Transcribe the lines below verbatim, starting at the line that contains "Note: for every instance of the distant" and ending at the line that contains "Query: distant tree", with both of those lines included. Output only those lines.

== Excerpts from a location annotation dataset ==
+++++

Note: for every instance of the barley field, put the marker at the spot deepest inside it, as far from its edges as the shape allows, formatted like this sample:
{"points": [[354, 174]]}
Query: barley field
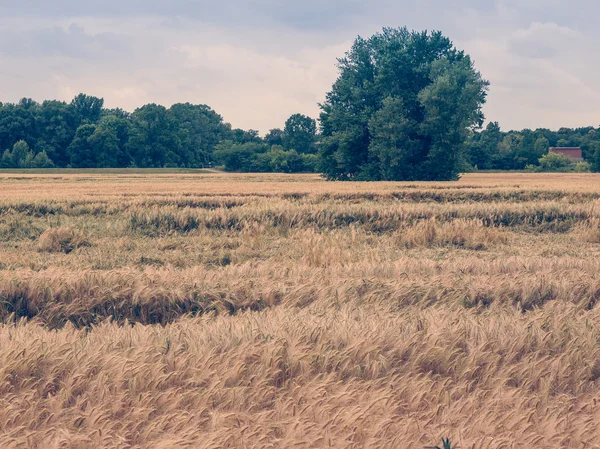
{"points": [[205, 310]]}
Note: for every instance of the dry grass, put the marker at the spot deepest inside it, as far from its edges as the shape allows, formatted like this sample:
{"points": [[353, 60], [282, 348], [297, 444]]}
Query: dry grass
{"points": [[62, 240], [247, 311]]}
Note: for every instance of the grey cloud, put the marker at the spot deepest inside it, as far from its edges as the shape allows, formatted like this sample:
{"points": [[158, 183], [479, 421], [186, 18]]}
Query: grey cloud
{"points": [[72, 42], [257, 61], [543, 40]]}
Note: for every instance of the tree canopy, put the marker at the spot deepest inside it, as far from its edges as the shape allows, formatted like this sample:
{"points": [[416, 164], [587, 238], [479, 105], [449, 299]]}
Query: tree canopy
{"points": [[401, 109]]}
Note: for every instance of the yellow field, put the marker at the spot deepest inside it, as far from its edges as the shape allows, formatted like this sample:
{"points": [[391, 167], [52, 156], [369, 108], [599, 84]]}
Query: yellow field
{"points": [[272, 311]]}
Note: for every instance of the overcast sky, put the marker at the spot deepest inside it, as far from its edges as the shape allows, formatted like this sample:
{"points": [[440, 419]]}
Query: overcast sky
{"points": [[258, 61]]}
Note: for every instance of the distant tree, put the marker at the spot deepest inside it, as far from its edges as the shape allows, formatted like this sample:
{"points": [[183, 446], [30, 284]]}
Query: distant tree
{"points": [[555, 162], [41, 160], [111, 139], [541, 146], [300, 134], [153, 140], [274, 137], [81, 152], [242, 136], [21, 156], [238, 156], [56, 124], [199, 130], [87, 108], [105, 145], [401, 109]]}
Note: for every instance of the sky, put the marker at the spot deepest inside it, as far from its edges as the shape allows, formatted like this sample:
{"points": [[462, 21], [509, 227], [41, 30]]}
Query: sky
{"points": [[256, 62]]}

+++++

== Output of the task ==
Note: for every instance of the distant tree, put the marker at the spot deepest inside it, as far from its edges as the shape allows, formatted like this sample:
{"points": [[183, 446], [30, 284]]}
Query: distant tree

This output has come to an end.